Cancer Alley, which encompasses most of the St. James Parish, gets its name from the increased levels of cancer caused by the nearly 150 oil refineries, plastic plants and other polluters that line the banks of the Mississippi River between Baton Rouge and New Orleans.

In 2018 the St. James Parish Council approved plans for three new facilities, including one plastic plant owned by Taiwanese plastic giant Formosa and two methanol facilities. The US Army Corps of Engineers suspended permits for the Formosa complex last November, but if the plan goes forward, it will be one of the largest plastic production plants in the world. This facility alone will double the cancer risks in the area.

The impact of this pollution disproportionately affects Black residents that make up nearly 50 percent of St. James Parish. The UN report states that cancer risks to Black residents “could be at 104 and 105 cases per million, while those threats in predominantly white districts range from 60 to 75 per million.”

****

ACTIONS TO TAKE:
1 – Answer these questions from the passage on Cancer Alley, one line each:
(a) About how many refineries, plastic plants and other polluters line the Mississippi between Baton Rouge and New Orleans?
(b) Which agency suspended permits for the Formosa complex, and when?
(c) What share of St. James Parish residents are Black?
2 – Summarize the Cancer Alley passage in two sentences.
3 – Continue the passage on Cancer Alley from its last sentence.

****

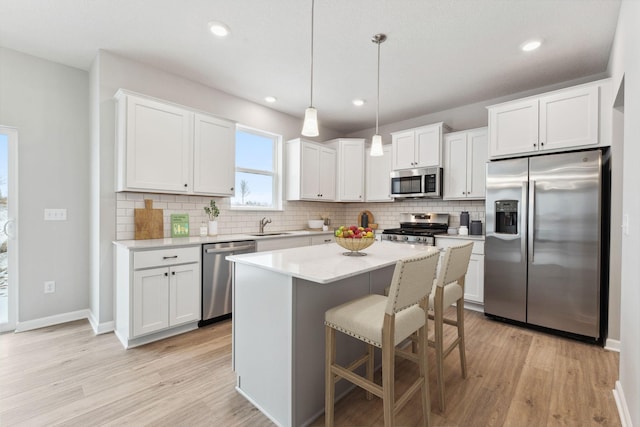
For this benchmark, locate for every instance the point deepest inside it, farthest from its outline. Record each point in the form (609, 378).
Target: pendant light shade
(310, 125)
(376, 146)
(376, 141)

****

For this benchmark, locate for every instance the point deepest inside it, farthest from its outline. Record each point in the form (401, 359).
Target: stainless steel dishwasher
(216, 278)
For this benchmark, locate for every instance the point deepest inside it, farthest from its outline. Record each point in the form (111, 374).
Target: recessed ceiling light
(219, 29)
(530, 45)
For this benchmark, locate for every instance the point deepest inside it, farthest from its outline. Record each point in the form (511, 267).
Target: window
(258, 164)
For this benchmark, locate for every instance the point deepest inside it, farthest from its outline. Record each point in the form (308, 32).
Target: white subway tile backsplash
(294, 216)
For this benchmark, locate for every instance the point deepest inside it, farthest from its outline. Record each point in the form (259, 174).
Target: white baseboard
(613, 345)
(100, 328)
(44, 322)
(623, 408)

****

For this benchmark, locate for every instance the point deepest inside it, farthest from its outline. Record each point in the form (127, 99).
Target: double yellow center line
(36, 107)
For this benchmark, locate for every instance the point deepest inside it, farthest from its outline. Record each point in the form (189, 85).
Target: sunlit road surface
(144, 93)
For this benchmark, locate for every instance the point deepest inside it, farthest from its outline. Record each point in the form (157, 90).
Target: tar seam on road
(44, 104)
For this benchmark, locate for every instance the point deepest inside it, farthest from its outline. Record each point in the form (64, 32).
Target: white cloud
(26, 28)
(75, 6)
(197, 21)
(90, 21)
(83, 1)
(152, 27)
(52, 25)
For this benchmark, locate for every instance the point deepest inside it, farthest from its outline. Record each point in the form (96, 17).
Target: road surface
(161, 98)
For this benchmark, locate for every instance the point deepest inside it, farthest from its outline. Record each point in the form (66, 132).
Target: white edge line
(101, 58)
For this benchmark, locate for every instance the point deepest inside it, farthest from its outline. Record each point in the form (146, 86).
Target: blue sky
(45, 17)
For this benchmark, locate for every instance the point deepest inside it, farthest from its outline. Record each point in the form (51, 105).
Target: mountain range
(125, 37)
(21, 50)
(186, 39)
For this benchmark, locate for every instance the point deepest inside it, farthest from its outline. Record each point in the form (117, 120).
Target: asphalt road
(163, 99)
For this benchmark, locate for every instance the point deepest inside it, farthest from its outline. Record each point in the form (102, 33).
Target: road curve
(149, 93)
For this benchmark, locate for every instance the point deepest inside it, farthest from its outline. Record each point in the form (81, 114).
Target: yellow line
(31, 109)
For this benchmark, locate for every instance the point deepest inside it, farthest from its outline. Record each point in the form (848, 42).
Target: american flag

****

OUTPUTS BY TASK:
1 –
(a) Nearly 150.
(b) The US Army Corps of Engineers, last November.
(c) Nearly 50 percent.

2 – Cancer Alley, which covers most of St. James Parish, is named for the higher cancer levels caused by nearly 150 polluters along the Mississippi between Baton Rouge and New Orleans, and a planned Formosa plastic plant, whose permits are suspended, would double the area's cancer risks. This pollution falls hardest on Black residents, who face cancer risks of 104 to 105 cases per million, compared with 60 to 75 per million in mostly white districts.

3 –
Cancer Alley’s destruction of Black communities perpetuates the area’s legacy of racism and oppression. Before becoming an industrial hub, the region was known as Plantation Country because of the sugar cane farms where enslaved people were oppressed. Today, their descendants live in the shadows of refineries that poison their air.

The UN human rights experts said, “The African American descendants of the enslaved people who once worked the land are today the primary victims of deadly environmental pollution that these petrochemical plants in their neighbourhoods have caused.” They called on US officials to increase corporate accountability in order to further environmental justice.